● **About this exercise**:
Please copy all of the records exactly, leaving nothing out.

-.-.-

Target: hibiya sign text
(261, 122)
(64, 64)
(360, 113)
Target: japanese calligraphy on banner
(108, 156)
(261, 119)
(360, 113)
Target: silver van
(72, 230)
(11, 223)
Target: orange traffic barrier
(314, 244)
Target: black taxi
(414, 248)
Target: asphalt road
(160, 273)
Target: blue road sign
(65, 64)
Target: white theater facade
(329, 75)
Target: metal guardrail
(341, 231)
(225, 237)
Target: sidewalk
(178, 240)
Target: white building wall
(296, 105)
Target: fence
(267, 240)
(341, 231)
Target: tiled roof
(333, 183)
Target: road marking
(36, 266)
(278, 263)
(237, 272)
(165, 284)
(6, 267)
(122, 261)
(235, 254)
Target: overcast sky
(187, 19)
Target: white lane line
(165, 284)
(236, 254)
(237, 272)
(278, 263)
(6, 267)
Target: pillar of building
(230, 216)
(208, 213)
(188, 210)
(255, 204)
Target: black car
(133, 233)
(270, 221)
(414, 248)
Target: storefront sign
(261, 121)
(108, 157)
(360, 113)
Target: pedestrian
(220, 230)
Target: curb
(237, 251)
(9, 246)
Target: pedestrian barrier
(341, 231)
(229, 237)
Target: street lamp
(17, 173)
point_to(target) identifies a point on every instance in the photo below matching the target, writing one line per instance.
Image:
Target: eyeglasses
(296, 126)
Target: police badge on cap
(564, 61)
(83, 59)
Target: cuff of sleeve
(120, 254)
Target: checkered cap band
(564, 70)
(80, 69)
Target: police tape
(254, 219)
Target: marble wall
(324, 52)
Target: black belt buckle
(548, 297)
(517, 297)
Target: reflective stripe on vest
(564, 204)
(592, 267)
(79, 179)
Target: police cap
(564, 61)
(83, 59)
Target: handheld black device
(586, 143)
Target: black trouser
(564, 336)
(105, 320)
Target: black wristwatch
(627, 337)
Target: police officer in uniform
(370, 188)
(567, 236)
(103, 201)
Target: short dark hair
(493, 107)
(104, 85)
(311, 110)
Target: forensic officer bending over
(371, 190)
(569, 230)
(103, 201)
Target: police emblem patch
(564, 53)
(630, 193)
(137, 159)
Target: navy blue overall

-.-.-

● **Solution to this exercise**:
Target: hibiya sign text
(261, 122)
(64, 64)
(360, 113)
Target: japanese calligraphy on banner
(108, 156)
(261, 119)
(360, 113)
Target: silver van
(72, 230)
(11, 223)
Target: orange traffic barrier
(314, 244)
Target: black taxi
(414, 248)
Target: asphalt road
(160, 273)
Target: blue road sign
(65, 64)
Target: white theater facade
(329, 75)
Target: metal guardrail
(341, 231)
(225, 237)
Target: sidewalk
(178, 240)
Target: white building wall
(296, 105)
Target: fence
(267, 240)
(341, 231)
Target: tiled roof
(333, 183)
Target: road marking
(36, 266)
(278, 263)
(237, 272)
(165, 284)
(6, 267)
(122, 261)
(235, 254)
Target: overcast sky
(187, 19)
Target: white lane line
(165, 284)
(236, 254)
(237, 272)
(278, 263)
(6, 267)
Target: pillar of building
(230, 216)
(208, 213)
(188, 210)
(255, 204)
Target: black car
(133, 233)
(270, 221)
(414, 248)
Target: storefront sign
(261, 121)
(108, 157)
(360, 113)
Target: pedestrian
(220, 230)
Target: curb
(237, 251)
(9, 246)
Target: pedestrian barrier
(341, 231)
(229, 237)
Target: street lamp
(17, 173)
point_to(target) identifies a point on every instance in the photo below matching the target, writing one line per instance.
Image:
Target: eyeglasses
(296, 126)
Target: police badge on cap
(564, 61)
(83, 59)
Target: cuff of sleeve
(120, 254)
Target: checkered cap band
(564, 70)
(80, 69)
Target: police tape
(254, 219)
Target: marble wall
(324, 52)
Target: black belt buckle
(548, 297)
(517, 297)
Target: reflective stripe on vest
(564, 204)
(592, 267)
(79, 179)
Target: police cap
(564, 61)
(83, 59)
Target: handheld black device
(586, 143)
Target: black trouser
(564, 336)
(105, 320)
Target: black wristwatch
(627, 337)
Target: police officer in uniform
(370, 188)
(567, 236)
(103, 201)
Target: short dark hair
(493, 107)
(104, 85)
(311, 110)
Target: forensic officer bending over
(371, 190)
(569, 230)
(103, 201)
Target: police emblem patch
(564, 53)
(630, 193)
(137, 159)
Target: navy blue overall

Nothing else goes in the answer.